— What needs to be done —
Write out the line that contains "laces? just need the bounding box", then every following line to the end of the records below, with no other lines and no changes.
=== Entries shown ===
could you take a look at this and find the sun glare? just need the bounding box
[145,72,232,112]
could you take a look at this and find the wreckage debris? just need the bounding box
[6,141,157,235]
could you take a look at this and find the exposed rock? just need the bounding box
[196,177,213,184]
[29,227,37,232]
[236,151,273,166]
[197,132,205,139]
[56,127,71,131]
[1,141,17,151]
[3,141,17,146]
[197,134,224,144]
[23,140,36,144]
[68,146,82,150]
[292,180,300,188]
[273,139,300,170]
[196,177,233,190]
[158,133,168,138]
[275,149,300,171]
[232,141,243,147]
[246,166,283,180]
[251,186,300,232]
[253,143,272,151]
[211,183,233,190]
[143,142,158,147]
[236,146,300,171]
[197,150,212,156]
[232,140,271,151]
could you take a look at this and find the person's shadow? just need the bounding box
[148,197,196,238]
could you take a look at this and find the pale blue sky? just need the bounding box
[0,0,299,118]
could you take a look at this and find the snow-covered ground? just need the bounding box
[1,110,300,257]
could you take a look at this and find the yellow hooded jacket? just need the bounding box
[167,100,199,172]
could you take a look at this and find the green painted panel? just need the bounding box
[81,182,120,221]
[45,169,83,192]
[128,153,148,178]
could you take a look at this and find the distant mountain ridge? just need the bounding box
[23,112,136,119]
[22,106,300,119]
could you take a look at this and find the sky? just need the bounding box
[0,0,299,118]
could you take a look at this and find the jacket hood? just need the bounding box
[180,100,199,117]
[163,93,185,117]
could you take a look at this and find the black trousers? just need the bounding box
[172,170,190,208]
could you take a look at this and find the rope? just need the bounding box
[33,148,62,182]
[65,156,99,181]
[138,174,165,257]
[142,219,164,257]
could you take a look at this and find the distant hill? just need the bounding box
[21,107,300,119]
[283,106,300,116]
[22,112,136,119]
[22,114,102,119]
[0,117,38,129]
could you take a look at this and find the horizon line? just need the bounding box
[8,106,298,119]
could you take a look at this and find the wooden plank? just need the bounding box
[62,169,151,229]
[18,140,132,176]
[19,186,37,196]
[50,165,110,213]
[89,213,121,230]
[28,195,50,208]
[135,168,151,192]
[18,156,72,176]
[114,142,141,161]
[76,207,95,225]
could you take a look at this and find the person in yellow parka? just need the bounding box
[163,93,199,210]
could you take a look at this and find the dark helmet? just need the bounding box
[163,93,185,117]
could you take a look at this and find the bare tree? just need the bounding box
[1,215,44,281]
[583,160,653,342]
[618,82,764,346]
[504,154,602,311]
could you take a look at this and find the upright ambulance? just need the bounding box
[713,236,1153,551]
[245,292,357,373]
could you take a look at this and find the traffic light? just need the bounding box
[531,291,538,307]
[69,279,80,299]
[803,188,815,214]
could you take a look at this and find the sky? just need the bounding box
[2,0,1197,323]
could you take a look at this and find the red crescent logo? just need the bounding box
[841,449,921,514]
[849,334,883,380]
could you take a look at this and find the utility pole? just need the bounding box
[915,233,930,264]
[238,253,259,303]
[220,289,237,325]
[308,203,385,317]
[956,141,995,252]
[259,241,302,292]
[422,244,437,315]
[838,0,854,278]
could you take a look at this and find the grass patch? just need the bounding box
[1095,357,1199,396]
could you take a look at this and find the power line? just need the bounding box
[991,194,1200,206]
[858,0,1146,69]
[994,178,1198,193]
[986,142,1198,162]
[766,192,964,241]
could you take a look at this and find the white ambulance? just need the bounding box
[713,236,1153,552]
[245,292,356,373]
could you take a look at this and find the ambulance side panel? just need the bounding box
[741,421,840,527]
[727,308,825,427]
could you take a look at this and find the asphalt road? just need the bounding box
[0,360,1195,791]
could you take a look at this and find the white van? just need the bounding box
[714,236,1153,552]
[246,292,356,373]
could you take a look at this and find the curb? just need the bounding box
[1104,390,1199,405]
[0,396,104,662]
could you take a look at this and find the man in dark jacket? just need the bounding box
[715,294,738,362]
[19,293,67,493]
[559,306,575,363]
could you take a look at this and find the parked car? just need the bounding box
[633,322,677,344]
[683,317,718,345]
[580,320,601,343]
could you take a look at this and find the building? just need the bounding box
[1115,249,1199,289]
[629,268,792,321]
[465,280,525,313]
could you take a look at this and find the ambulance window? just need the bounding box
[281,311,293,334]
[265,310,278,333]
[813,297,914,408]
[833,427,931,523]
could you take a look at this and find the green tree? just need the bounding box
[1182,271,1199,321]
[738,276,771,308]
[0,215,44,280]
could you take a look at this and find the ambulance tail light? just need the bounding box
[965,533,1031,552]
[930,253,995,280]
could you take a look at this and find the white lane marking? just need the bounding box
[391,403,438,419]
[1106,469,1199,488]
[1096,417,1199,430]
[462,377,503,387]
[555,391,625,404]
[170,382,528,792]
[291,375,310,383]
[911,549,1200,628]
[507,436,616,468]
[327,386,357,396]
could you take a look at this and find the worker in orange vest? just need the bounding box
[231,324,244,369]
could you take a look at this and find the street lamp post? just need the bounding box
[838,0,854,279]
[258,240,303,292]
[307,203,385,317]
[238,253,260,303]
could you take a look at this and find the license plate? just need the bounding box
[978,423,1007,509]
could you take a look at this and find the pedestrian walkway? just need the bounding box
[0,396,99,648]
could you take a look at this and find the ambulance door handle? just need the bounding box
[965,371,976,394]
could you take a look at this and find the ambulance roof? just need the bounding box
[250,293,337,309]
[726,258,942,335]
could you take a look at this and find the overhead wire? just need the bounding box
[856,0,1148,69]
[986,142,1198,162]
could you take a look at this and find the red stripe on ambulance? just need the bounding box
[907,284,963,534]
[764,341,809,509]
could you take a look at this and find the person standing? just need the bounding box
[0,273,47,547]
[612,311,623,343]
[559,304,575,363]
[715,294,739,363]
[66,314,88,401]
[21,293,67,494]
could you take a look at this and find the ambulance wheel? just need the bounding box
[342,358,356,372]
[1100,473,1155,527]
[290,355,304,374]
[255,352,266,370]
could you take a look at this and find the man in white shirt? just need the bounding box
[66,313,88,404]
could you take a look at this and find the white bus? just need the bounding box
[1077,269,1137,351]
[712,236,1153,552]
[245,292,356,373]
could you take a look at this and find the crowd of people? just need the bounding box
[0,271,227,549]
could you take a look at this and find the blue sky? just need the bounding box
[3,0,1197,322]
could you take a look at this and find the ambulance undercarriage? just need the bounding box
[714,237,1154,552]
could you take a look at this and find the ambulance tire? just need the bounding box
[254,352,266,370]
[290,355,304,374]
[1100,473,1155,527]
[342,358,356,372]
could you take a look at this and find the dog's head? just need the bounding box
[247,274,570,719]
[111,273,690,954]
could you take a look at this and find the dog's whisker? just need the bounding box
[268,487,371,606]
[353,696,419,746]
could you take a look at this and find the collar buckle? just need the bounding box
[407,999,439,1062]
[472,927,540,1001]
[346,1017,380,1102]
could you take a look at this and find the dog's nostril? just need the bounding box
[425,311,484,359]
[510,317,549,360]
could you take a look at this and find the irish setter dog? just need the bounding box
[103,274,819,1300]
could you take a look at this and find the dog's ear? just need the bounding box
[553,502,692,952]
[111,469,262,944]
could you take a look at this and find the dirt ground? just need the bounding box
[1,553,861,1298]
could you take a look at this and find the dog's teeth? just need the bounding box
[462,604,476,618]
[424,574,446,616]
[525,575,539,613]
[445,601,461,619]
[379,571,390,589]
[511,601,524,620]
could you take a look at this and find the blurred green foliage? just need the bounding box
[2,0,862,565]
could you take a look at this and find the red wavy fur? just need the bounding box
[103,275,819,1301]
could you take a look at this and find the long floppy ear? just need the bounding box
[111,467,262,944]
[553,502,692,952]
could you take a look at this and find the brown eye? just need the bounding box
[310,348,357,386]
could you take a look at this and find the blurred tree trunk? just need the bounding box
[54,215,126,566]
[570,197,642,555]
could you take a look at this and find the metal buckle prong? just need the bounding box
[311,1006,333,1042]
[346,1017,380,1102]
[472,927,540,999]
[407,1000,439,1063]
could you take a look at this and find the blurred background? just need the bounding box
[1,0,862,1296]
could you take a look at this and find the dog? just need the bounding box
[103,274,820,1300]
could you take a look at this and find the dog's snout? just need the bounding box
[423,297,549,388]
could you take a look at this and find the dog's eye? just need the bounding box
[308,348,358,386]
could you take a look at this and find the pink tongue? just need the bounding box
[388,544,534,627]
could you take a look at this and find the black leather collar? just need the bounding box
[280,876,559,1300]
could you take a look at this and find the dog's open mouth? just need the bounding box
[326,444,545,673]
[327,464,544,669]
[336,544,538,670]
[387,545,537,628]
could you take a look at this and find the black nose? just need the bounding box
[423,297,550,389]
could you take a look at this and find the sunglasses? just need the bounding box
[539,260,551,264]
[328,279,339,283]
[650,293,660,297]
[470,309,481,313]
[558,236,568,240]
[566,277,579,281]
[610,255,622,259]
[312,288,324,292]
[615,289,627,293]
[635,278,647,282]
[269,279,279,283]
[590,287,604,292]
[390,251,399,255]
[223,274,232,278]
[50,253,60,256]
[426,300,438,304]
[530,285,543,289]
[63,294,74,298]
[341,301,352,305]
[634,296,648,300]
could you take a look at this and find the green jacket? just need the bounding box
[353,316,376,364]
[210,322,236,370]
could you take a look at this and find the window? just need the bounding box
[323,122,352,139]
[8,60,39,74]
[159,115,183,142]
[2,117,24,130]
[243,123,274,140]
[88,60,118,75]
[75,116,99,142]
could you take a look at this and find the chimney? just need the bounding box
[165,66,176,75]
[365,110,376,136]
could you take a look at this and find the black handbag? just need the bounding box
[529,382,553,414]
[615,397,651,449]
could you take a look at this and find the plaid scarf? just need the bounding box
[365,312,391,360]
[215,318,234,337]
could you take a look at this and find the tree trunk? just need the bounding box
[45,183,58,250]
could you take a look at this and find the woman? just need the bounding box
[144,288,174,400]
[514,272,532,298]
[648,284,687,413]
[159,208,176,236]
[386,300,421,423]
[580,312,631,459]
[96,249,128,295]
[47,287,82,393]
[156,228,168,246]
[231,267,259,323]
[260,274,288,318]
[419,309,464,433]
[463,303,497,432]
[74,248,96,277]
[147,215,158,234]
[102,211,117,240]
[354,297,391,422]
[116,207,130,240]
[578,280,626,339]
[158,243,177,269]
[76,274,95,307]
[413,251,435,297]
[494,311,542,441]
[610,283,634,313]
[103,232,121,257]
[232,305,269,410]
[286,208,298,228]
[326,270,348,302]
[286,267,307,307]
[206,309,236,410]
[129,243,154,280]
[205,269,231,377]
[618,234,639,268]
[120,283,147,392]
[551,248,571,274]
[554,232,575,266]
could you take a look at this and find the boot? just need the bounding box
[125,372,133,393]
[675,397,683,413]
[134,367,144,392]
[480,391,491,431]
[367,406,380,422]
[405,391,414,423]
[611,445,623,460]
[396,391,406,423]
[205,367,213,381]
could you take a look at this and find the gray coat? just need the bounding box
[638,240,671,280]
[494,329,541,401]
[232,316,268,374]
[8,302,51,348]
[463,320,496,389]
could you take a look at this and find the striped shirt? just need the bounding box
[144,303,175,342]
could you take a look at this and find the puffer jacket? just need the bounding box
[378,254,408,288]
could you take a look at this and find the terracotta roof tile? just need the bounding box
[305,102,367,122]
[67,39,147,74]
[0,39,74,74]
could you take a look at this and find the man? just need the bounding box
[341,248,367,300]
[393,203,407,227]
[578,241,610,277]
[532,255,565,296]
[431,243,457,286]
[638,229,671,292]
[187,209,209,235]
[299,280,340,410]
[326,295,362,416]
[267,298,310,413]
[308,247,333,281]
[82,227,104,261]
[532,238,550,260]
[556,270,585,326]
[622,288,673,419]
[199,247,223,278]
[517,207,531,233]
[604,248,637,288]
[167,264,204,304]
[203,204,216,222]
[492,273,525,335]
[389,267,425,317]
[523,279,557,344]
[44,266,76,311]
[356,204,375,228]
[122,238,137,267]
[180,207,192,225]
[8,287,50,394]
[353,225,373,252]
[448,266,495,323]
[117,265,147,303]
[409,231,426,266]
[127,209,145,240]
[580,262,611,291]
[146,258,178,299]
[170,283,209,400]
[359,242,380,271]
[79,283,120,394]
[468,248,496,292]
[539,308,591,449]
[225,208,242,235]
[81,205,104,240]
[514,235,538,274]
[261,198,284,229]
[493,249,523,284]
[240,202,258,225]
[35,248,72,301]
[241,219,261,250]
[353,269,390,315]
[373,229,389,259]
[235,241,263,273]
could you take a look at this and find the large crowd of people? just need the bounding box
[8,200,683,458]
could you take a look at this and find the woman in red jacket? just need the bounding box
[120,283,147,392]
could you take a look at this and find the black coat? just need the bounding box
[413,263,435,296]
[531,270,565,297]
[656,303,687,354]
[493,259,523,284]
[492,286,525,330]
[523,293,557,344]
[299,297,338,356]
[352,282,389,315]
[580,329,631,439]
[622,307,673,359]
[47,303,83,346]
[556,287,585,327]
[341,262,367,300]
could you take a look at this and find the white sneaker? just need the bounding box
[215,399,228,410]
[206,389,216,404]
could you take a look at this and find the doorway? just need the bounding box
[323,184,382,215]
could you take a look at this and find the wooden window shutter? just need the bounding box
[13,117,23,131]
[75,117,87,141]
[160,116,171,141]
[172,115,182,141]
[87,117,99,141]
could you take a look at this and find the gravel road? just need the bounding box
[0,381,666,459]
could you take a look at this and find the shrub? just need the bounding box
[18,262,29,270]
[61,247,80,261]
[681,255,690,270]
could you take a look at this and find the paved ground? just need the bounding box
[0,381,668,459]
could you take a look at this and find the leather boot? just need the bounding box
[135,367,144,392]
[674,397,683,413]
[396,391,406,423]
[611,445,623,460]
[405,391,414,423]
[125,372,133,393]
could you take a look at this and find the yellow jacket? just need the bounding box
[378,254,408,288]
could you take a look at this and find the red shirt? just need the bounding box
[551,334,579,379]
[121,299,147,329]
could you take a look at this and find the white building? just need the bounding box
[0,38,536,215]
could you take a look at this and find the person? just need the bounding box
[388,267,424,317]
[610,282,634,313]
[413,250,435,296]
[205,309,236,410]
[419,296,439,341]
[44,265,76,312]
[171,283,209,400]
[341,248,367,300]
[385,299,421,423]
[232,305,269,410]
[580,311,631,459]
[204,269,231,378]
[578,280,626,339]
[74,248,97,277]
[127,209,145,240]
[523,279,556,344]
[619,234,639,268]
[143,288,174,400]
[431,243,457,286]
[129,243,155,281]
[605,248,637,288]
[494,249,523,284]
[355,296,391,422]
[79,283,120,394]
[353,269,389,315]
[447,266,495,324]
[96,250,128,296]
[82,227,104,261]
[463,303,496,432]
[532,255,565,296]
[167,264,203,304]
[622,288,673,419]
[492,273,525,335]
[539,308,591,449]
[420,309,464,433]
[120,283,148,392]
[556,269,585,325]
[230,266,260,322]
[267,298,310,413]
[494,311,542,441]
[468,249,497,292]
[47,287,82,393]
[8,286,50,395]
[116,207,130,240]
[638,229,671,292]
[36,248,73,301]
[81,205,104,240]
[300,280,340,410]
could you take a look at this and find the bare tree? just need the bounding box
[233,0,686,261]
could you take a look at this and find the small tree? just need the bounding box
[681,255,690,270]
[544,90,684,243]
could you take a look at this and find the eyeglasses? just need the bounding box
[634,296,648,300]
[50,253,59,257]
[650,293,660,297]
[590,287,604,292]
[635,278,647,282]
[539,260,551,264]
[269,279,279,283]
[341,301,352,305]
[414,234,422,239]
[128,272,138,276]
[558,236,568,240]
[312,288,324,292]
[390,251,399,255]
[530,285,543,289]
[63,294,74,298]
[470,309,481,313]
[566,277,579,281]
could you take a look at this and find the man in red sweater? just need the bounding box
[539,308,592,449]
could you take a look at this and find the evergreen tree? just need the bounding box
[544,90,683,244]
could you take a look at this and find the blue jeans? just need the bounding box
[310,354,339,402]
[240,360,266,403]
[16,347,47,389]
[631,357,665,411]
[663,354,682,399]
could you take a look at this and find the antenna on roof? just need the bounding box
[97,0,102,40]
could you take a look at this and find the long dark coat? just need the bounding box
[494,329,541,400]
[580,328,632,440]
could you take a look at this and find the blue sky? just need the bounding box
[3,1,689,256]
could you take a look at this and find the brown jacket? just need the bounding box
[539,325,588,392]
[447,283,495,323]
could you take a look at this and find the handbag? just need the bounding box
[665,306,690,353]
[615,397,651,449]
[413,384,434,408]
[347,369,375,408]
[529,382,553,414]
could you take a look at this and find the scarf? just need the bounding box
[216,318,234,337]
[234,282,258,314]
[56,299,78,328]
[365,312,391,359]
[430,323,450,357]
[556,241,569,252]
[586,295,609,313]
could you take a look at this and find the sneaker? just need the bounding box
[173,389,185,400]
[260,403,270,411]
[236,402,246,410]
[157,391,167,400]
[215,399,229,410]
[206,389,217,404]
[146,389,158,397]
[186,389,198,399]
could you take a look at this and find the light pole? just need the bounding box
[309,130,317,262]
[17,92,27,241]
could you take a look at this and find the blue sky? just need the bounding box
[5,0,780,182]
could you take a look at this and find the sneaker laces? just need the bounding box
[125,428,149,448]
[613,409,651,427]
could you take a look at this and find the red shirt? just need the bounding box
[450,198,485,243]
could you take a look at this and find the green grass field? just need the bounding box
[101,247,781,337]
===
— Response to the task —
could you take a look at this and find the sneaker laces? just need the bounding box
[125,428,149,448]
[613,409,651,427]
could you take a look at this and find the red shirt? just need the bounding box
[450,198,485,243]
could you take a look at this and find the green grass field? just need the bounding box
[101,247,781,337]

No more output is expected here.